◆ Try it ◆
Repeat the data exactly. Pictures stay out.

—————

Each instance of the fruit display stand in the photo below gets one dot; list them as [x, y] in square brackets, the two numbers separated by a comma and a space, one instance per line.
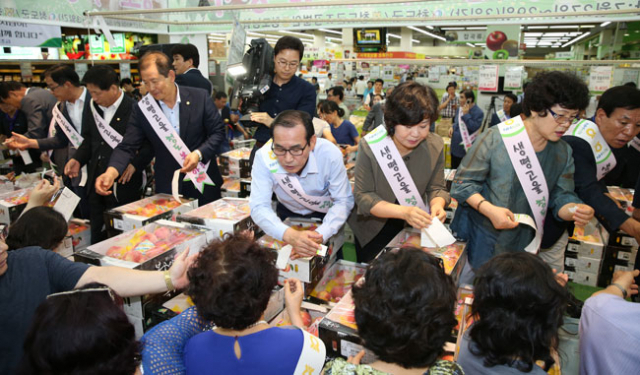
[309, 269]
[451, 256]
[236, 162]
[151, 247]
[226, 215]
[337, 281]
[139, 213]
[12, 204]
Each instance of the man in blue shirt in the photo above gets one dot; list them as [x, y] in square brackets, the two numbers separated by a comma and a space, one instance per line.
[472, 116]
[287, 91]
[293, 156]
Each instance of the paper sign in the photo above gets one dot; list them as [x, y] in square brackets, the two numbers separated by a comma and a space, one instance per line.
[174, 186]
[283, 257]
[67, 203]
[488, 78]
[436, 235]
[25, 157]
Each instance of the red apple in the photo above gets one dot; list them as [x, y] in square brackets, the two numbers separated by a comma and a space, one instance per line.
[495, 40]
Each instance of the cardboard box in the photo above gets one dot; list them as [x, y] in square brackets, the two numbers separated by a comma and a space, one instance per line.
[12, 204]
[451, 256]
[159, 242]
[310, 269]
[337, 281]
[226, 215]
[140, 213]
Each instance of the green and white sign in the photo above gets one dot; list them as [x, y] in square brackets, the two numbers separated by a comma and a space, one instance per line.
[23, 34]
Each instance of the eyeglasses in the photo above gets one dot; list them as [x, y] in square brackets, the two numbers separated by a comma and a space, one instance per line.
[291, 64]
[562, 119]
[296, 151]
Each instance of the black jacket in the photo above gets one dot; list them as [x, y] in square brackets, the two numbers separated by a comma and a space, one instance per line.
[95, 152]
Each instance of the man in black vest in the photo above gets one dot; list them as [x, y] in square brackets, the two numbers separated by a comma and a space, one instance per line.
[112, 107]
[186, 60]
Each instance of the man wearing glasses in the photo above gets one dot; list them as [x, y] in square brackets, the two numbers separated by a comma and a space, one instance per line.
[597, 150]
[307, 175]
[287, 91]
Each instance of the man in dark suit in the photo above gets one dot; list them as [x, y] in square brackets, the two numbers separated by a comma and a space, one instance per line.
[34, 102]
[74, 101]
[113, 108]
[191, 115]
[186, 60]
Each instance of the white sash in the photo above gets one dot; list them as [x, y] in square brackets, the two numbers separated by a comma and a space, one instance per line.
[527, 166]
[467, 139]
[108, 134]
[635, 143]
[291, 185]
[172, 141]
[311, 358]
[404, 188]
[502, 116]
[72, 134]
[587, 130]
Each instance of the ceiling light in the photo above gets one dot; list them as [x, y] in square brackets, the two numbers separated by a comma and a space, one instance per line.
[577, 39]
[331, 31]
[427, 33]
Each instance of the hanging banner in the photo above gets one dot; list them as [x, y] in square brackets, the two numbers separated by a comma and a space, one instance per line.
[600, 78]
[488, 78]
[23, 34]
[513, 78]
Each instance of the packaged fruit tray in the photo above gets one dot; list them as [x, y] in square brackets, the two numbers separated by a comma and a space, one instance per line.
[149, 207]
[226, 209]
[338, 280]
[141, 245]
[450, 255]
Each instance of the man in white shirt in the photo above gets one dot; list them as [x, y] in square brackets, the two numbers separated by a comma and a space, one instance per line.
[64, 140]
[309, 179]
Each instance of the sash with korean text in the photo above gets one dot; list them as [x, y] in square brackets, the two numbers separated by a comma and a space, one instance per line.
[502, 116]
[527, 166]
[172, 141]
[291, 185]
[589, 131]
[311, 358]
[108, 134]
[467, 139]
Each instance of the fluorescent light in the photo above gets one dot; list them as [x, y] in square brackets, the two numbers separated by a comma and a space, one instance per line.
[577, 39]
[236, 69]
[427, 33]
[331, 31]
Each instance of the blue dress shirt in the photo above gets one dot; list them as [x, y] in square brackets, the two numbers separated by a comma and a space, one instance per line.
[321, 176]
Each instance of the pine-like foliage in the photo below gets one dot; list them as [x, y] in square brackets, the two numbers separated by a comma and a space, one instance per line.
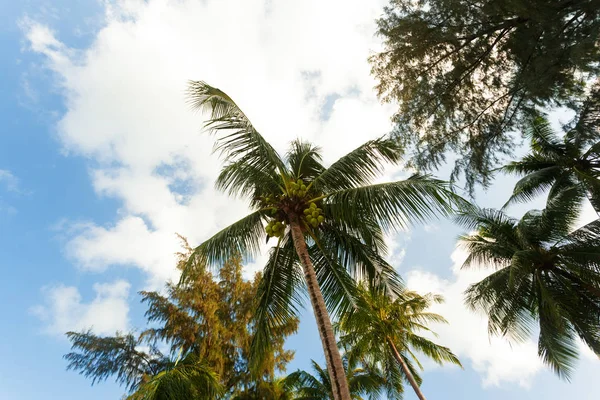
[544, 275]
[464, 72]
[383, 328]
[557, 163]
[208, 322]
[190, 379]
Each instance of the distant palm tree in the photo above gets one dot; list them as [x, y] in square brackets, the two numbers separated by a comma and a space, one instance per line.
[384, 330]
[276, 389]
[557, 163]
[327, 220]
[544, 273]
[189, 379]
[361, 381]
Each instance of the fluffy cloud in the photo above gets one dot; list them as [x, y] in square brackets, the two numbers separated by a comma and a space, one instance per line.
[292, 67]
[64, 309]
[466, 334]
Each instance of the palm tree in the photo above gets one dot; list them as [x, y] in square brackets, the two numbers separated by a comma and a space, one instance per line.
[361, 382]
[275, 389]
[329, 221]
[189, 379]
[543, 274]
[557, 163]
[384, 330]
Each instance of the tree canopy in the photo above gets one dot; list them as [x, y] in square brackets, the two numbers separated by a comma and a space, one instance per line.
[206, 322]
[465, 72]
[328, 222]
[545, 274]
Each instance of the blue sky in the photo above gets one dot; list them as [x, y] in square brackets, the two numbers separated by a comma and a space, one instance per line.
[101, 162]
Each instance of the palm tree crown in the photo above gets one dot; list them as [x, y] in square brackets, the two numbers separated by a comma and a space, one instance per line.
[544, 273]
[189, 379]
[384, 330]
[559, 163]
[328, 223]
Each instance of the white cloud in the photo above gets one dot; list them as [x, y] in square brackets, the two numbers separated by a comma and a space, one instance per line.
[125, 95]
[466, 334]
[65, 310]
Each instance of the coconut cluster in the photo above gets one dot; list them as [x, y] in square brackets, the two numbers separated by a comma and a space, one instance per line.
[275, 228]
[298, 188]
[314, 215]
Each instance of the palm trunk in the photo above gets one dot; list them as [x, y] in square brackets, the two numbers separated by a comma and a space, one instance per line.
[332, 354]
[407, 372]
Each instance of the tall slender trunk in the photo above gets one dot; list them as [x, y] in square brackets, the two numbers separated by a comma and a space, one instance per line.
[332, 354]
[411, 378]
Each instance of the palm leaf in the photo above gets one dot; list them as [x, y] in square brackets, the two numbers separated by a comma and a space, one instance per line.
[395, 205]
[277, 298]
[360, 166]
[241, 237]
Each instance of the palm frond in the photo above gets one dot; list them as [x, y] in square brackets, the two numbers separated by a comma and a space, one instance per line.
[304, 160]
[238, 138]
[534, 184]
[395, 205]
[278, 297]
[360, 166]
[241, 237]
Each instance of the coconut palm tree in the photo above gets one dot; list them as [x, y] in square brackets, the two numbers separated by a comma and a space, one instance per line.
[189, 379]
[384, 329]
[544, 274]
[275, 389]
[557, 163]
[361, 382]
[326, 222]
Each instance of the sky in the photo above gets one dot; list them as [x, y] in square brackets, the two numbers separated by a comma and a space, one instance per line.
[102, 162]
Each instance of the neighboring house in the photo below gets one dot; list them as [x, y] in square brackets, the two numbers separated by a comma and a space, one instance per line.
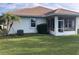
[60, 21]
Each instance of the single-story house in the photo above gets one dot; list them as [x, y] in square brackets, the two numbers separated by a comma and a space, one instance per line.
[60, 21]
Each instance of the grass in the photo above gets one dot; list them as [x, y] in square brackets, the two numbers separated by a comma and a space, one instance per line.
[39, 44]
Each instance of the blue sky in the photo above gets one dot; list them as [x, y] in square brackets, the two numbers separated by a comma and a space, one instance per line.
[11, 6]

—————

◆ The completed task ◆
Each instance of the fruit display stand in the photo below gets one dot; list them as [x, y] in square brackets, the two numbers separated by a comma and a space, one instance per line.
[309, 269]
[451, 256]
[236, 162]
[151, 247]
[226, 215]
[337, 281]
[139, 213]
[12, 204]
Each instance of the man in blue shirt in the photo above gets one dot; list them as [x, y] in square brackets, the two numbers separated by a comma and a space, one instance per line.
[472, 116]
[287, 91]
[293, 156]
Each instance of the paper sign in the photo above gets one dot; list them as [x, y] in square brackets, the two numbers separated by a comma and a space, one instance per line.
[174, 186]
[283, 257]
[67, 203]
[488, 78]
[436, 235]
[25, 157]
Each instance of the red apple in the photo above gets one dot; list them as [x, y] in square brackets, the two numbers separated by a comma and a space, one instance per line.
[495, 40]
Each instance of the cardboard box in the photo above gets one dot; list them as [x, y] in square brackets, the two numbers separated by a comma and a space, one instance per line.
[12, 204]
[451, 256]
[159, 242]
[310, 269]
[337, 281]
[226, 215]
[140, 213]
Each instance of the green and white sign in the photo above gets one dot; list them as [x, y] in square brackets, the two numbers separated by a comma and a space, one instance per line.
[23, 34]
Each instance of the eyeglasses in the photo above gets one dot; list them as [x, y] in square brackets, the two numbers separated by a comma and a space, one instance per line.
[291, 64]
[562, 119]
[296, 151]
Each instance of the black jacket in the photo above gets one dot; list them as [x, y] in square brackets, the two numbers separated by a comma and a space, one instance per line.
[95, 152]
Each instance of the man in black vest in the photo above gets one dot; list them as [x, y] in square brackets, the two numbers separated by a comma and a space, one instance per line.
[112, 107]
[186, 60]
Each instance of the man wearing glasses in the photo above gets one dot; list them as [x, y] in square brackets, the two numbers separated by a comma and a space, one instance per line.
[597, 150]
[307, 175]
[287, 91]
Each instance of the man in dark suit in the photo above gets one dot; list them as [x, y] in square brackets, the two numbers separated by a comma and a space, one instance per line.
[34, 102]
[74, 101]
[113, 108]
[191, 115]
[186, 60]
Each instance of the white sash in the photo above gets one dot; list them as [x, y] in square brackets, the two numbers separated by a comma and a space, one instance per line.
[527, 166]
[467, 139]
[108, 134]
[635, 143]
[291, 185]
[172, 141]
[311, 358]
[404, 188]
[502, 116]
[72, 134]
[587, 130]
Each instance of the ceiling light in the photo above gets one dot; list them as [x, y] in square brackets, the two numbers separated by a comma and a space, one instance per line.
[577, 39]
[331, 31]
[427, 33]
Each instance of the hanging banner in the photo above gets one dot; list them as [x, y] in square brackets, the two numbers separated by a comma and a space, one instance per line.
[600, 78]
[488, 78]
[23, 34]
[513, 78]
Each instance of the packaged fruit tray in the photo above gets one dot; list them as [x, y] in square brackets, the two numbers separated by a comma and a space, one instance per line.
[149, 207]
[226, 209]
[338, 280]
[141, 245]
[450, 255]
Each instance of the man in white shirt in the photo above gets one dot; list them as [x, y] in square brackets, the two numbers separated by a comma and a space, one instance per line.
[64, 140]
[309, 179]
Each instance of the sash with korean text in the photo above gets one dot; list them as [x, y] in square brackets, the two numbers separated by a comma and a space, one instance per line.
[502, 116]
[527, 166]
[172, 141]
[291, 185]
[589, 131]
[311, 358]
[108, 134]
[467, 139]
Each instance of the fluorescent light in the photo above gets one dot; list them as [x, y] in square brackets, the two numbers separated by a comma and a space, one instance per line.
[577, 39]
[236, 69]
[427, 33]
[331, 31]
Each instance of the blue dress shirt in the photo above gets one dot; list them as [x, y] in square brackets, the two numbers separated by a comma and a space, one instance per line.
[321, 176]
Each instance of the pine-like foliage in the photo below gets one dot; list them as [x, y] in square brackets, the two numbers separated by a comma and a space, one instance per line.
[544, 275]
[464, 72]
[383, 328]
[557, 163]
[208, 322]
[190, 379]
Each instance of the distant palm tree in the photo above gets one dot; list them as [x, y] in square brackets, the two numbers separated by a comma and a space, one instance per line.
[384, 330]
[276, 389]
[557, 163]
[327, 220]
[544, 273]
[189, 379]
[361, 381]
Each instance of the fluffy cloud in the photo above gets one dot; list them as [x, y] in square brackets, the two numbers separated by a comma and a space, one instance per line.
[292, 67]
[64, 309]
[466, 334]
Each instance of the palm tree in the photo above gets one dot; list them as [x, y] in square brackets, the two numbers separated by a comma and a space, one instance per line.
[361, 382]
[275, 389]
[329, 221]
[189, 379]
[543, 274]
[557, 163]
[384, 330]
Each instance of the tree canopy in the photo above gets one dot; list them as [x, y] in square brackets, the two numbers separated by a comma and a space, one instance per line.
[206, 322]
[465, 72]
[328, 222]
[545, 274]
Each instance of the blue sky in the photo above gets one dot; list them as [x, y] in square brackets, the two numbers separated by a comma and a space, one instance per line.
[101, 162]
Each instance of the palm tree crown in the photo above gets one dot; list them as [x, y] in square brackets, the two numbers separated by a comma and a space, one instance per line.
[544, 273]
[189, 379]
[384, 330]
[559, 163]
[328, 223]
Each instance of the white cloud in the photo above gets one dot; list them as [x, y] in square brackets, the two numbers separated by a comma and a space, one instance per line.
[125, 95]
[466, 334]
[65, 310]
Each instance of the coconut cluster in the photo above gets one dot; list them as [x, y] in square brackets, the two numbers separated by a comma and a space, one instance per line.
[275, 228]
[298, 188]
[314, 215]
Each instance of the palm trunk in the photo above gets one dot; list them as [x, y] in square brackets, the two numbers separated by a comma and a space, one instance per line.
[332, 354]
[407, 372]
Each instance of the tall slender trunk in the photo above gets one dot; list them as [x, y] in square brackets, the two numbers separated by a comma and a space, one instance per line.
[332, 354]
[411, 378]
Each instance of the palm leaf in the photo above gets one dot; list them as [x, y] in square brackets, the two numbers separated by a comma and a space, one instance per line.
[395, 205]
[277, 298]
[360, 166]
[241, 237]
Each instance of the palm frond in the photo above gets one dot; list them as [x, y] in square brackets, the two numbers separated by a comma and a space, one instance per line.
[304, 160]
[238, 138]
[534, 184]
[395, 205]
[278, 297]
[360, 166]
[241, 237]
Each instance of the coconut palm tree in the photo above gets one dot; list them as [x, y] in square brackets, the two numbers separated by a comma and a space, one instance per line.
[189, 379]
[384, 329]
[544, 274]
[275, 389]
[557, 163]
[361, 382]
[326, 222]
Each instance of the sky in the photo above gets one dot; list them as [x, y] in square brackets, the two numbers separated by a comma and a space, one instance per line.
[102, 162]
Each instance of the neighboring house in the photo below gets one dot; list them as [x, y] in square brackets, the two numbers separated by a comma and a space, one instance per line.
[60, 21]
Each instance of the single-story house in the photo above gets one dot; list them as [x, y] in square brackets, the two numbers separated by a comma and a space, one instance per line.
[60, 21]
Each instance of the grass in the photo above gets one dot; list them as [x, y] in square brackets, the two numbers separated by a comma and a space, one instance per line.
[39, 44]
Each instance of the blue sky in the photo above gets one dot; list them as [x, y] in square brackets, the two numbers separated by a comma and a space, one instance per line.
[11, 6]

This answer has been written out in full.